**INSTRUCTIONS FOR THE TASK:**
Reproduce the lines from the one containing "Find the gray" to the one containing "90], [29, 70]]]", inclusive, with the instructions included, and shift every vertex coordinate in the answer polygons by -16. Leave the instructions and the sample format lines unchanged.

**Boundary labeling items:**
########################################

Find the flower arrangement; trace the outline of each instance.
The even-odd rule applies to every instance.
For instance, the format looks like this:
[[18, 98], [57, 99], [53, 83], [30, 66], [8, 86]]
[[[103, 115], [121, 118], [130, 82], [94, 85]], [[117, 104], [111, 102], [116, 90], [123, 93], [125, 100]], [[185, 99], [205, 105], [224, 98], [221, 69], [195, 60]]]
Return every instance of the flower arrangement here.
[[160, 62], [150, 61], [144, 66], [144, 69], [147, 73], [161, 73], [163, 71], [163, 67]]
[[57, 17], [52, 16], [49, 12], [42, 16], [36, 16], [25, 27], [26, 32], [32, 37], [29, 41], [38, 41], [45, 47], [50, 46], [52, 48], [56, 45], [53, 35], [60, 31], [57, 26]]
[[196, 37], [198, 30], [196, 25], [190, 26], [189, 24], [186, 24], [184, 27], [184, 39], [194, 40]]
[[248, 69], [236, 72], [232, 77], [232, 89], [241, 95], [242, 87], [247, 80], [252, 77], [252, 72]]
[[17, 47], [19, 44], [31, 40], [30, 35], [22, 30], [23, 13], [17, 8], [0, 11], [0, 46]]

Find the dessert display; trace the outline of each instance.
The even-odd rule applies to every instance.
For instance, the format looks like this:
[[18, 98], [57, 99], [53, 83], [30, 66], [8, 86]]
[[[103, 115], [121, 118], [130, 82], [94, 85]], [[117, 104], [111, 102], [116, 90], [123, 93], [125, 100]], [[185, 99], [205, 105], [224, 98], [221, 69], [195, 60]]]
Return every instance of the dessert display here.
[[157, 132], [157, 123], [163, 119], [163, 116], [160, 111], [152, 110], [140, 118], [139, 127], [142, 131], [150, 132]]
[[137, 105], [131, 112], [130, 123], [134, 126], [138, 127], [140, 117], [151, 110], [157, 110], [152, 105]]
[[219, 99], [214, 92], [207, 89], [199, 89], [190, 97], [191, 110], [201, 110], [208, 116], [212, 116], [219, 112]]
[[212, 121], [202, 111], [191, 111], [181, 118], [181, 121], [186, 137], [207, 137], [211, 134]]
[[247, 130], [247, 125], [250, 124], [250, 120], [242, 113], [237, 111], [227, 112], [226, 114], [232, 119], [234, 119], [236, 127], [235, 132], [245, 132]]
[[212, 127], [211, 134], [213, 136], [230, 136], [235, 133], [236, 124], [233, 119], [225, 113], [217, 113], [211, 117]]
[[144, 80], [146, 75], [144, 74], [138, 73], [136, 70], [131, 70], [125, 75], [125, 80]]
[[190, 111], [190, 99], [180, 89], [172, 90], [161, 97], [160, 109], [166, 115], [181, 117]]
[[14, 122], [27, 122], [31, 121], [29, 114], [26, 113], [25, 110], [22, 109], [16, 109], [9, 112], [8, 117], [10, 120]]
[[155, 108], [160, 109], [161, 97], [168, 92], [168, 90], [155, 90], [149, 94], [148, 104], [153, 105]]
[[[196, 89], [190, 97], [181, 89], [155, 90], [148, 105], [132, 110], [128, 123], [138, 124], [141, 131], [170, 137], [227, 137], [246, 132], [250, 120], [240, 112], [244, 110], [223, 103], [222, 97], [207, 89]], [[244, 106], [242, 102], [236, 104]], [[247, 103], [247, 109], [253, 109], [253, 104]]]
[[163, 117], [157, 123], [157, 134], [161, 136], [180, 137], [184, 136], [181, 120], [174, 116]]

########################################

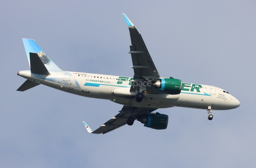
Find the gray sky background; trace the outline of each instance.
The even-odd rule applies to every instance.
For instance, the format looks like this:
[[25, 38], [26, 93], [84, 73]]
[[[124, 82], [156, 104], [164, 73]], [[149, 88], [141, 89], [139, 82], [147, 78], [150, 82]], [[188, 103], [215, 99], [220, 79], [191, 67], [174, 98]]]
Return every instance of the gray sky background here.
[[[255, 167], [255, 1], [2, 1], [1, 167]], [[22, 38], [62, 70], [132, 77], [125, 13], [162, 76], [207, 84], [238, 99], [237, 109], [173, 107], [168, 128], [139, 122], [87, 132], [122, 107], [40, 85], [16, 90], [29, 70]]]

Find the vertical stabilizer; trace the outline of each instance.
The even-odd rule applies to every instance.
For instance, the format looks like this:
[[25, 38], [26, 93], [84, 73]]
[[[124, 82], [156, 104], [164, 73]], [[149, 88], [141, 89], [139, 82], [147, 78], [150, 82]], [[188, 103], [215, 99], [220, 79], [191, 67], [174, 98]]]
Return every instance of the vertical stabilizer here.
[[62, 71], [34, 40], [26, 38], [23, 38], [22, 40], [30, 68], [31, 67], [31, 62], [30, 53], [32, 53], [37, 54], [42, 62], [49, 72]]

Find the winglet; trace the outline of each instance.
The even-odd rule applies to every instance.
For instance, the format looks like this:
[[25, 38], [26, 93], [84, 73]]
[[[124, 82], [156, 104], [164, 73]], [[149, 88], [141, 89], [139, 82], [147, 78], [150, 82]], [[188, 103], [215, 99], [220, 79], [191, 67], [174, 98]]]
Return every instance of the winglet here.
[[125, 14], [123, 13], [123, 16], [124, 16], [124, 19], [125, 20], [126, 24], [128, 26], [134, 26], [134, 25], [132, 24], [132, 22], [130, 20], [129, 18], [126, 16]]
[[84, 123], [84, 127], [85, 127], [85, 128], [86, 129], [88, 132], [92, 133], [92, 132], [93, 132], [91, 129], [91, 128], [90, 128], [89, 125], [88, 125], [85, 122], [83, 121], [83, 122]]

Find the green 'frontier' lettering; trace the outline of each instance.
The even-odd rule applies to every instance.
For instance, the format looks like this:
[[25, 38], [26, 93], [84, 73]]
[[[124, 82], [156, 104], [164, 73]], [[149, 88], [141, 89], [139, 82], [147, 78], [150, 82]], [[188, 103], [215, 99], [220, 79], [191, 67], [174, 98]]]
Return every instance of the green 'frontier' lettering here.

########################################

**OUTPUT FOR THIS EXERCISE:**
Find the gray sky background; trace the outline of each instance.
The even-odd rule applies to every instance.
For instance, the format looks like this:
[[25, 38], [26, 93], [84, 73]]
[[[124, 82], [156, 104], [164, 73]], [[149, 88], [141, 89], [139, 82], [147, 78], [150, 82]], [[188, 103], [215, 99], [220, 79], [191, 67], [174, 98]]]
Return every instance of the gray sky background here.
[[[239, 151], [239, -15], [-14, -15], [-15, 151]], [[6, 22], [46, 54], [116, 61], [109, -3], [146, 60], [191, 68], [222, 83], [221, 93], [157, 91], [152, 112], [123, 106], [71, 116], [106, 91], [24, 69], [0, 74], [13, 54]]]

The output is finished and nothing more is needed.